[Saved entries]
******

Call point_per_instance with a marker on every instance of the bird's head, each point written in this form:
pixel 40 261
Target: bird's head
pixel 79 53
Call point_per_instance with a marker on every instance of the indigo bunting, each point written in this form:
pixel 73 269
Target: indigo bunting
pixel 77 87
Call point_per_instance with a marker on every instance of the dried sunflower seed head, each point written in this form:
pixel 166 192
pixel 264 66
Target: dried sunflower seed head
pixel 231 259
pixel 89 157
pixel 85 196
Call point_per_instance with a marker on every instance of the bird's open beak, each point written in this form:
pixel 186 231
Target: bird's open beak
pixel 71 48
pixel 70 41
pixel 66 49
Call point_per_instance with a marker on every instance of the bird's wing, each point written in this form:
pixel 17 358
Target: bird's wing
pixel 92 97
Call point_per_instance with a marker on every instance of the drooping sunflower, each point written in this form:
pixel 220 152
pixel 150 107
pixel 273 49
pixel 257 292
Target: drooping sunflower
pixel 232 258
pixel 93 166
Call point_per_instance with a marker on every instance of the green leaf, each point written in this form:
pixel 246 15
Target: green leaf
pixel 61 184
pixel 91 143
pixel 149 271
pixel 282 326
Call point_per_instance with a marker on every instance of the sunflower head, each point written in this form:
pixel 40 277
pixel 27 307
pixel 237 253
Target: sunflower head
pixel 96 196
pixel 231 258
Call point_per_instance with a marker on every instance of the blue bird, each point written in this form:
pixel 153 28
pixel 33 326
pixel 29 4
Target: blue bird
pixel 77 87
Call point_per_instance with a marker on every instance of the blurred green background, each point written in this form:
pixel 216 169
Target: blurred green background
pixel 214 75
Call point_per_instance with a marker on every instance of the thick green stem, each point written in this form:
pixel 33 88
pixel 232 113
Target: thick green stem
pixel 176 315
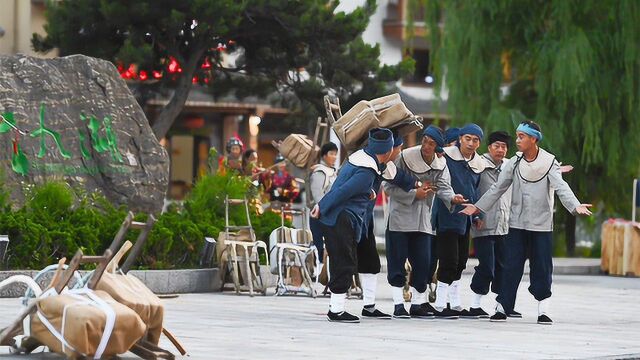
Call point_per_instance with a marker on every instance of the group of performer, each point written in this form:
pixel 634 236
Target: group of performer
pixel 442 193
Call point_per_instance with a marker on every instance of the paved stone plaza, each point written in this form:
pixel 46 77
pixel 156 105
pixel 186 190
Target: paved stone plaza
pixel 596 317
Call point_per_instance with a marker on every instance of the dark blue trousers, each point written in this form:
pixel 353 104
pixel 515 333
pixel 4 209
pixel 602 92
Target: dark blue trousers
pixel 412 246
pixel 518 246
pixel 490 254
pixel 318 240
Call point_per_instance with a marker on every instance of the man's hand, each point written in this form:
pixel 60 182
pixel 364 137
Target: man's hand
pixel 458 199
pixel 315 212
pixel 583 209
pixel 469 209
pixel 423 192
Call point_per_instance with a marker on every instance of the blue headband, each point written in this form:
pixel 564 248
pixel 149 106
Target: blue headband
pixel 380 146
pixel 527 129
pixel 472 129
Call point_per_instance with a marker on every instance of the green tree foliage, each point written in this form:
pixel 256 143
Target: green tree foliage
pixel 299 48
pixel 56 220
pixel 571 65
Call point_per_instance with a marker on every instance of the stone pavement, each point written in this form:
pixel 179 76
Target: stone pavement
pixel 596 317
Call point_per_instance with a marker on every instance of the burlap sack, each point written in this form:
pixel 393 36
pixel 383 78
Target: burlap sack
pixel 353 127
pixel 391 116
pixel 408 126
pixel 299 150
pixel 385 102
pixel 85 324
pixel 130 291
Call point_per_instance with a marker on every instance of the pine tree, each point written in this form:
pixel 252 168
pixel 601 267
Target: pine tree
pixel 300 48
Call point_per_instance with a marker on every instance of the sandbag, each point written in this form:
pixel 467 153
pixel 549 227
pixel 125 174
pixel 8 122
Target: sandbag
pixel 88 330
pixel 353 127
pixel 408 126
pixel 394 114
pixel 299 150
pixel 389 111
pixel 385 102
pixel 130 291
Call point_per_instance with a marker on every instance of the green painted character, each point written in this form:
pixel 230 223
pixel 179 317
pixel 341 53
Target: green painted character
pixel 43 131
pixel 19 162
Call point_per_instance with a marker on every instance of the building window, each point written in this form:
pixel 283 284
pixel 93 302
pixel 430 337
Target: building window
pixel 422 74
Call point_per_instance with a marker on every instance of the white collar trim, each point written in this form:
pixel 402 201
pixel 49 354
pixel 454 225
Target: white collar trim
pixel 537 169
pixel 477 164
pixel 362 159
pixel 412 158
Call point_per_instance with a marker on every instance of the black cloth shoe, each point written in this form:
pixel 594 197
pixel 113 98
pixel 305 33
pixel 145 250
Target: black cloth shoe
pixel 344 317
pixel 447 314
pixel 420 312
pixel 498 317
pixel 375 314
pixel 400 312
pixel 544 320
pixel 514 314
pixel 478 313
pixel 467 314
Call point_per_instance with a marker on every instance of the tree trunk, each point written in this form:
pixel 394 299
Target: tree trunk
pixel 570 234
pixel 169 113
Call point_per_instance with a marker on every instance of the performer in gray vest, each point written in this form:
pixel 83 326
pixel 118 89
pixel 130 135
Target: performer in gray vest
pixel 535 176
pixel 322 177
pixel 409 230
pixel 490 231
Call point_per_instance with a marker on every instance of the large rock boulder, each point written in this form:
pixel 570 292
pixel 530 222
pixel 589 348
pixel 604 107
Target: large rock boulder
pixel 80 123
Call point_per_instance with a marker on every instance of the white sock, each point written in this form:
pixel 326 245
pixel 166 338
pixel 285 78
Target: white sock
pixel 418 298
pixel 336 304
pixel 476 301
pixel 442 293
pixel 368 283
pixel 454 295
pixel 398 298
pixel 543 307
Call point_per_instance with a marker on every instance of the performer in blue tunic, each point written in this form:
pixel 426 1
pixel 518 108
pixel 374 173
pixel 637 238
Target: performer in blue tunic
pixel 452 240
pixel 342 213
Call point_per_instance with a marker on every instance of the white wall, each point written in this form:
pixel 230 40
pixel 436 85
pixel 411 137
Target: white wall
pixel 390 49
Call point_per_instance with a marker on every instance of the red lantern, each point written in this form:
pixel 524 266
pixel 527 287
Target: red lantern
pixel 174 66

******

§ PROBLEM DETAILS
The output should consist of every entry above, printed exactly, with the images removed.

§ ANSWER TO THE EXERCISE
Call point_per_instance with a marker on every instance of the bird's head, each point written in this form:
pixel 40 261
Target: bird's head
pixel 79 53
Call point_per_instance with a marker on every instance of the indigo bunting, each point written in this form:
pixel 73 269
Target: indigo bunting
pixel 77 87
Call point_per_instance with a marker on every instance of the dried sunflower seed head, each point written in this form:
pixel 166 192
pixel 264 66
Target: dried sunflower seed head
pixel 231 259
pixel 89 157
pixel 85 196
Call point_per_instance with a marker on every instance of the bird's open beak, each point written in this form:
pixel 186 231
Target: bird's open beak
pixel 71 48
pixel 70 41
pixel 66 49
Call point_per_instance with a marker on every instance of the bird's wing, each point written in this form:
pixel 17 358
Target: bird's wing
pixel 92 97
Call point_per_instance with a marker on every instance of the drooping sunflower, each point written in this form:
pixel 220 152
pixel 150 107
pixel 273 49
pixel 257 292
Target: drooping sunflower
pixel 232 258
pixel 93 166
Call point_per_instance with a marker on every instance of the green leaf, each point written in this form:
pixel 246 15
Target: green leaf
pixel 61 184
pixel 91 143
pixel 149 271
pixel 282 326
Call point_per_instance with a marker on every instance of the sunflower head, each point written in this form:
pixel 40 277
pixel 27 307
pixel 237 253
Target: sunflower head
pixel 96 196
pixel 231 258
Call point_per_instance with a marker on every instance of the blue bird, each point written in this form:
pixel 153 28
pixel 33 326
pixel 29 4
Target: blue bird
pixel 77 87
Call point_per_instance with a marker on every instance of the blurred green background, each point written in this form:
pixel 216 169
Target: blurred green background
pixel 214 75
Call point_per_instance with a marker on every instance of the thick green stem, each point written in this form:
pixel 33 88
pixel 232 113
Target: thick green stem
pixel 176 315
Call point_per_instance with a marker on every instance of the group of performer, each point written in this form:
pixel 634 236
Target: group of performer
pixel 442 193
Call point_per_instance with a marker on every instance of the paved stone plaza, each point written in this form:
pixel 46 77
pixel 156 105
pixel 186 190
Target: paved stone plaza
pixel 596 317
Call point_per_instance with a marker on every instance of the dark blue trousers, each point written in this form:
pixel 353 104
pixel 515 333
pixel 4 209
pixel 602 92
Target: dark blue trousers
pixel 412 246
pixel 518 246
pixel 490 254
pixel 318 240
Call point_per_instance with a marker on every instance of the man's hand, each point written in this form:
pixel 60 182
pixel 364 137
Target: man's hand
pixel 458 199
pixel 315 212
pixel 583 209
pixel 469 209
pixel 423 192
Call point_per_instance with a marker on every instance of the blue headband, each point written in this form:
pixel 564 248
pixel 149 106
Target: blue headband
pixel 380 146
pixel 527 129
pixel 472 129
Call point_per_instance with a marker on every instance of the green tree foliage, each point written in this form:
pixel 256 143
Target: green tree foliage
pixel 299 48
pixel 56 220
pixel 571 65
Call point_per_instance with a marker on every instance of the stone pavement, each point written in this form:
pixel 179 76
Target: stone pavement
pixel 596 317
Call point_per_instance with a marker on every instance of the burlap sack, each point written in this form:
pixel 393 36
pixel 383 78
Target: burlap sack
pixel 353 127
pixel 391 116
pixel 408 126
pixel 299 150
pixel 385 102
pixel 85 324
pixel 130 291
Call point_per_instance with a marker on every instance of the pine tree, each point written in this form:
pixel 252 168
pixel 601 267
Target: pine tree
pixel 300 48
Call point_per_instance with a marker on every instance of the sandbag, each point written in this form:
pixel 467 153
pixel 549 227
pixel 125 174
pixel 8 122
Target: sandbag
pixel 88 330
pixel 353 127
pixel 408 126
pixel 394 114
pixel 299 150
pixel 389 111
pixel 385 102
pixel 130 291
Call point_per_instance with a marker on every instance of the green painted character, each point written in this form:
pixel 230 223
pixel 179 317
pixel 341 53
Target: green painted character
pixel 43 131
pixel 19 162
Call point_per_instance with a marker on every instance of the building window, each point written in this form:
pixel 283 284
pixel 93 302
pixel 430 337
Target: building window
pixel 422 74
Call point_per_instance with a marker on every instance of the white collar trim, each point written in this form:
pixel 402 201
pixel 49 354
pixel 454 225
Target: white collar trim
pixel 537 169
pixel 477 164
pixel 362 159
pixel 412 158
Call point_per_instance with a marker on every instance of the black cloth shoe, each point written in this form:
pixel 594 197
pixel 113 98
pixel 305 33
pixel 145 250
Target: black cloth shoe
pixel 344 317
pixel 447 314
pixel 420 312
pixel 498 317
pixel 375 314
pixel 400 312
pixel 544 320
pixel 514 314
pixel 478 313
pixel 467 314
Call point_per_instance with a marker on every instance of the tree trunk, each point written in this form:
pixel 394 299
Target: tree trunk
pixel 570 234
pixel 169 113
Call point_per_instance with a marker on every instance of the performer in gray vest, each point written in this form:
pixel 83 326
pixel 118 89
pixel 130 135
Target: performer in gray vest
pixel 535 176
pixel 322 177
pixel 409 230
pixel 490 231
Call point_per_instance with a marker on every instance of the large rock boulder, each point written in this form:
pixel 570 292
pixel 530 222
pixel 589 348
pixel 604 107
Target: large rock boulder
pixel 80 123
Call point_per_instance with a marker on every instance of the white sock, each point written in this form:
pixel 326 245
pixel 166 338
pixel 285 78
Target: white sock
pixel 418 298
pixel 336 304
pixel 476 301
pixel 442 293
pixel 368 283
pixel 454 295
pixel 398 298
pixel 543 307
Call point_per_instance with a marker on every instance of the performer in blue tunic, each point written in this form:
pixel 426 1
pixel 518 108
pixel 374 173
pixel 637 238
Target: performer in blue tunic
pixel 452 240
pixel 342 213
Call point_per_instance with a marker on every instance of the white wall, each point written in this form:
pixel 230 40
pixel 436 85
pixel 411 137
Target: white wall
pixel 390 49
Call point_per_instance with a marker on every instance of the red lantern, each point written in this form:
pixel 524 266
pixel 527 287
Target: red lantern
pixel 174 66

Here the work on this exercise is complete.